Nothing in the data should be left out or altered when it is retyped.

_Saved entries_
=== Begin Enclosure ===
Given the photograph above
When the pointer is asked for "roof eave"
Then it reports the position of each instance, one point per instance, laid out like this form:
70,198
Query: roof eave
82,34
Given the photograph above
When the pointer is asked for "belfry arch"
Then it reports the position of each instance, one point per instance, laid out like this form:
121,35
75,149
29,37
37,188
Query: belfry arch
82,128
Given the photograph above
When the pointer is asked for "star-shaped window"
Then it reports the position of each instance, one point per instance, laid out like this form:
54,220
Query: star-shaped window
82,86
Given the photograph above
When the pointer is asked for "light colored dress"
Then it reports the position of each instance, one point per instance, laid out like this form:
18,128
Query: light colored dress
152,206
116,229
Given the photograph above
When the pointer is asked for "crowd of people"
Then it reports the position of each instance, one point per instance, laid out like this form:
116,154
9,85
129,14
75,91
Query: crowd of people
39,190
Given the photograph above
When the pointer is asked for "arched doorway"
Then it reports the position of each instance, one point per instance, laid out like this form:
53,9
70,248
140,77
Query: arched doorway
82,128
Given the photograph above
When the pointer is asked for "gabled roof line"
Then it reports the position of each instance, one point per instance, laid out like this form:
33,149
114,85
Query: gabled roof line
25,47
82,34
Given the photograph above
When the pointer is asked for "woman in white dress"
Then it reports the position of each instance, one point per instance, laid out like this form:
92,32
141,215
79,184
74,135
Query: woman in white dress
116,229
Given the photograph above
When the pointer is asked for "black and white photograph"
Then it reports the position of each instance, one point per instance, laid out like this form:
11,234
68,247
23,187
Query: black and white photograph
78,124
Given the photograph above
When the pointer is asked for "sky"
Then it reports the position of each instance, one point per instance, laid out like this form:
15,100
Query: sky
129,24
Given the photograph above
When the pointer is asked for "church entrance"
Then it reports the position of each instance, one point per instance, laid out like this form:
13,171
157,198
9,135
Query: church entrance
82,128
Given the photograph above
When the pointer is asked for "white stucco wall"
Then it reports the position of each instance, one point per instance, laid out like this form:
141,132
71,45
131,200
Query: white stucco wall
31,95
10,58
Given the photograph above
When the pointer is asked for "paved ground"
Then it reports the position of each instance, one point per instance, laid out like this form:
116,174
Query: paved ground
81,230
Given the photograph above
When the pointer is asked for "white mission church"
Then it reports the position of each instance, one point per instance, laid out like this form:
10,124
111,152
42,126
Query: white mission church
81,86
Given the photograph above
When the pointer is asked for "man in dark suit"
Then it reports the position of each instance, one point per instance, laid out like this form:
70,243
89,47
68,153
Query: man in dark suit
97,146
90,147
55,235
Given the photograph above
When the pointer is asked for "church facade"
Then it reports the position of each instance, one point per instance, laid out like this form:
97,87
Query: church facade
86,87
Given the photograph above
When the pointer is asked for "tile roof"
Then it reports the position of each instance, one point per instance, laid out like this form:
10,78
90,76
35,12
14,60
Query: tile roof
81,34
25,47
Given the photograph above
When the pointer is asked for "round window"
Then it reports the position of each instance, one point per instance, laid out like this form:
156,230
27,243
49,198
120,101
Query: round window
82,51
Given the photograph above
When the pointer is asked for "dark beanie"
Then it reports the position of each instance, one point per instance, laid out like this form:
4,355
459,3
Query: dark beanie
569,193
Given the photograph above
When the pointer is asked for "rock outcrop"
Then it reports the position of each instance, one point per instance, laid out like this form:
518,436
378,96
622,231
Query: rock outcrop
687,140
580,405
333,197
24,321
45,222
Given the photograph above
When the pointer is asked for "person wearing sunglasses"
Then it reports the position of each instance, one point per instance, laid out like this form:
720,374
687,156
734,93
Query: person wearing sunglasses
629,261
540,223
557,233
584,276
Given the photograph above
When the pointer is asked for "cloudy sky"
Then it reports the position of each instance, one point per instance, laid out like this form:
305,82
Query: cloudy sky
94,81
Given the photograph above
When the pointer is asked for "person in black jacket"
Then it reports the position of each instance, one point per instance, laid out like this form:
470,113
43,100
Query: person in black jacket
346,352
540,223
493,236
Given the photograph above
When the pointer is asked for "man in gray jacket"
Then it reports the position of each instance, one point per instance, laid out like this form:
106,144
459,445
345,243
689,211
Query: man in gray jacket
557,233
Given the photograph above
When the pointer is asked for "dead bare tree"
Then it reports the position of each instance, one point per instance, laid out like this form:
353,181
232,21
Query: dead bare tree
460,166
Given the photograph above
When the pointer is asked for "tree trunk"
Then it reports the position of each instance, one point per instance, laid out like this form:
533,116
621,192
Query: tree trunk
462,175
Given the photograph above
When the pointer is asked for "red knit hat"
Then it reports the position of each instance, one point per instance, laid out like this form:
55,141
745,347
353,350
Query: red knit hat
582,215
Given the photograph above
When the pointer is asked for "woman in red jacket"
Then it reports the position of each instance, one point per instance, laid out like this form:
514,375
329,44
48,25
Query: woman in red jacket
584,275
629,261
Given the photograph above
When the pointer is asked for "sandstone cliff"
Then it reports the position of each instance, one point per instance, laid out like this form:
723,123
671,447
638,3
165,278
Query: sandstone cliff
=== End Enclosure ===
_RESPONSE TO THE TASK_
Given the photograph above
When the pointer is asked for "roof eave"
Then it reports the position of each instance, one point per instance, laid out like this form:
70,198
Query: roof eave
82,34
Given the photograph above
When the pointer is asked for "belfry arch"
Then it reports the position of each instance, one point per instance, laid out like this form:
121,35
75,149
29,37
37,188
Query: belfry arch
82,128
Given the photograph above
When the pointer is asked for "star-shaped window"
Then it reports the position of each instance, one point per instance, laid out like this form:
54,220
Query: star-shaped window
82,86
Given the photograph above
When the pointer is asked for "light colored dress"
Then it reports the position of each instance, one point per instance, laid out like this form:
18,128
Query: light colored dress
152,206
116,229
Given the photograph above
When the pointer is asked for "crowd of people"
Then it reports the position of each instance, one point per instance, laid out like this form:
116,154
9,85
129,14
75,91
Query: crowd of people
39,190
Given the photograph above
When the pointer is asked for "arched doorway"
Then it reports the position of each instance, one point per instance, laid out like this form:
53,9
70,248
140,77
Query: arched doorway
82,128
Given the photograph above
When the pointer is asked for "gabled roof line"
Then it reports the position of each instance, one point per instance, laid out like this form:
33,149
114,85
Query: gabled roof line
25,47
82,34
Given the photograph above
When the pointer is asked for "woman in white dress"
Then it reports the position of each instance, one point per instance, laid out like this form:
92,32
141,215
79,184
74,135
Query: woman in white dress
116,229
Given the photograph above
When the pointer is asked for "black and white photograph"
Then it reports the position of each instance, one point per instance, laid out like this form:
11,234
68,247
23,187
Query: black and white photograph
78,124
Given the photograph above
When the pointer is asked for "sky"
Then it reports the position of each instance, one point per instance, laid out like this form:
15,100
Query: sky
129,24
Given the photograph above
When the pointer is asked for "church entrance"
Then it reports the position of each instance, one point per instance, laid out like this form:
13,171
157,198
9,135
Query: church entrance
82,128
Given the photograph above
When the pointer is asked for "white stucco wall"
Then it reports the position of each instance, one point per instance, laid out like this form:
141,132
71,45
131,200
Query: white stucco wall
31,95
10,58
Given the photograph above
When the pointer is asked for "paved ground"
Then it reports the position of each instance, one point per instance, laid out like this form:
116,174
Query: paved ground
81,230
Given the photograph above
When the pointer is asked for "white mission church"
Then it reports the position of each instance, one point per instance, laid out like this form:
10,124
111,152
42,126
Query: white mission church
81,86
Given the photograph above
When the pointer is asked for "man in dark suit"
Then it reports the position of each instance, one point per instance, laid out like this form:
70,243
89,47
68,153
Query: man in dark suit
97,146
90,147
55,235
Given the photograph above
When the pointer is asked for "church facade"
Then it reports the position of each instance, one point per instance, laid out like this form:
97,87
Query: church facade
86,87
Given the photograph above
When the pointer is asked for "tile roof"
Then it reports the position of each instance, one point per instance, laid out like this form:
10,78
90,76
35,12
14,60
Query: tile roof
81,34
25,47
Given the photograph above
When the pointer is asked for "round window"
Then it reports the position of each instance, one point per instance, laid out like this form:
156,230
27,243
49,198
120,101
Query: round window
82,51
Given the photograph above
When the pointer is asked for "dark beanie"
Then it reports the position of each instance, one point per instance, laid out like this form:
4,355
459,3
Query: dark beanie
569,193
Given the photograph above
When the pointer is asked for "rock outcrop"
Then it reports the position of each instance, one point per instance, laid out like this form:
518,436
378,96
622,231
Query: rock outcrop
687,140
580,405
333,197
24,321
45,222
Given the photograph above
When the pointer is asked for "person wearing sunglasses"
Then it reports the position of each instance, one point per instance, laid out like this form:
720,374
687,156
734,93
Query: person wearing sunglasses
629,261
540,223
557,233
584,276
Given the photograph above
When the pointer is asked for "cloudy sky"
Then it reports the position of each instance, one point per instance, laid out like this form:
305,82
Query: cloudy sky
94,81
Given the photograph above
When the pointer is asked for "person in black jacket"
Then it reports the position of each instance, one point per instance, laid out like this form:
470,113
43,100
Query: person in black jacket
346,352
540,223
493,236
Given the photograph above
When the pointer is asked for "man in gray jacket"
Then it reports the position of each instance, one point per instance, laid out like this form:
106,144
459,445
345,243
689,211
Query: man in gray jacket
557,233
Given the photograph above
When the pointer is asked for "dead bare tree"
Then it reports the position of each instance, one point per instance, laid out like this form:
353,181
232,21
Query: dead bare tree
460,166
Given the photograph above
When the pointer is asked for "tree trunk"
Then it reports the position of each instance, one point per instance, laid out like this form:
533,116
621,192
Query: tree trunk
462,175
Given the photograph above
When the pointer is asked for "red knit hat"
Then it reports the position of each instance, one point per instance, laid out like this form:
55,141
745,347
353,350
Query: red knit hat
582,215
Given the photograph above
When the pointer is asked for "woman in red jacket"
Then it reports the position of each instance, one point per instance, laid out like this form:
514,375
329,44
48,25
Query: woman in red jacket
584,275
629,261
Given the photograph above
When the pointer is asked for "sandstone cliff"
Then it reports the position of each instance, one point per instance, laid out like this form:
723,123
671,447
638,3
165,278
Query: sandstone cliff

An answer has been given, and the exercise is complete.